__Testo di riferimento__:
<<<<

(di Lorenzo Perino – Articolo pubblicato su NT+ Diritto (ilsole24ore.com) in data 26 gennaio 2023
Chi si occupa di privacy fin dall’entrata in vigore della prima normativa, ormai venticinque anni fa, sa che il principale problema per tutti i soggetti economici che si sono adeguati alle prescrizioni obbligatorie in questi anni è sempre stato quello di dare continuità a quanto fatto. In moltissimi casi le aziende si sono armate di buona volontà, hanno adottato gli adempimenti obbligatori con diligenza, facendosi supportare magari da professionisti di qualità e poi però hanno seppellito tutto quanto fatto in un cassetto, fino a che una nuova esigenza specifica non si fosse ripresentata.
Purtroppo però questa modalità operativa risulta essere molto pericolosa, oltre che antieconomica. La gestione degli adempimenti deve essere infatti vista come un corpo vivo e in perenne evoluzione, in relazione a novità normative e organizzative interne sopravvenute.
Se si lascia morire la compliance privacy dentro a un cassetto sarà come non avere mai investito quelle risorse economiche, esponendo l’azienda anche ad un rischio di pesanti sanzioni. Quindi decisamente il danno accompagnato dalla proverbiale beffa.

>>>>

__Righe__:
<<<<

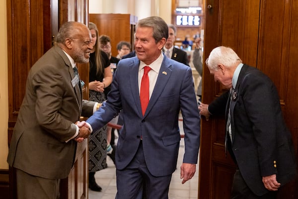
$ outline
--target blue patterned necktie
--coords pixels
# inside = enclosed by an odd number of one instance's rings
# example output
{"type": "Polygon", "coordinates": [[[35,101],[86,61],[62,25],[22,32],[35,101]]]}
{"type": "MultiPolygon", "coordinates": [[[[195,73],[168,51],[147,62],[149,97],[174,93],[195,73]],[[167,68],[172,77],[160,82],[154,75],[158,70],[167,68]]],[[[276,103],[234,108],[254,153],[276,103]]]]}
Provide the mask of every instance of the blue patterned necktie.
{"type": "MultiPolygon", "coordinates": [[[[77,71],[77,68],[76,68],[76,66],[74,66],[73,68],[73,69],[74,69],[74,75],[77,75],[77,76],[78,77],[78,78],[79,79],[79,75],[78,75],[78,72],[77,71]]],[[[81,88],[84,87],[84,85],[85,85],[85,83],[84,82],[84,81],[80,80],[79,82],[80,83],[80,85],[81,85],[81,88]]]]}
{"type": "Polygon", "coordinates": [[[167,50],[166,53],[165,53],[165,55],[168,57],[168,58],[170,58],[170,51],[168,50],[167,50]]]}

>>>>

__Serie di esercizi__:
A) Ricopia dal testo sulla privacy il brano da "Purtroppo però questa" a "dalla proverbiale beffa.".
B) Rispondi a queste domande sul testo sulla privacy.
(i) Quanti anni fa è entrata in vigore la prima normativa sulla privacy?
(ii) Come deve essere vista la gestione degli adempimenti?
(iii) A quale rischio si espone l'azienda che lascia morire la compliance privacy dentro a un cassetto?
C) Traduci in inglese questa frase del testo sulla privacy: "Purtroppo però questa modalità operativa risulta essere molto pericolosa, oltre che antieconomica."
Le righe non hanno alcun legame con il testo sulla privacy.

__Elenco risposte__:
A)
Purtroppo però questa modalità operativa risulta essere molto pericolosa, oltre che antieconomica. La gestione degli adempimenti deve essere infatti vista come un corpo vivo e in perenne evoluzione, in relazione a novità normative e organizzative interne sopravvenute.
Se si lascia morire la compliance privacy dentro a un cassetto sarà come non avere mai investito quelle risorse economiche, esponendo l’azienda anche ad un rischio di pesanti sanzioni. Quindi decisamente il danno accompagnato dalla proverbiale beffa.

B)
(i) Venticinque anni fa.
(ii) Come un corpo vivo e in perenne evoluzione.
(iii) Al rischio di pesanti sanzioni.

C) Unfortunately, however, this way of operating proves to be very dangerous, as well as uneconomical.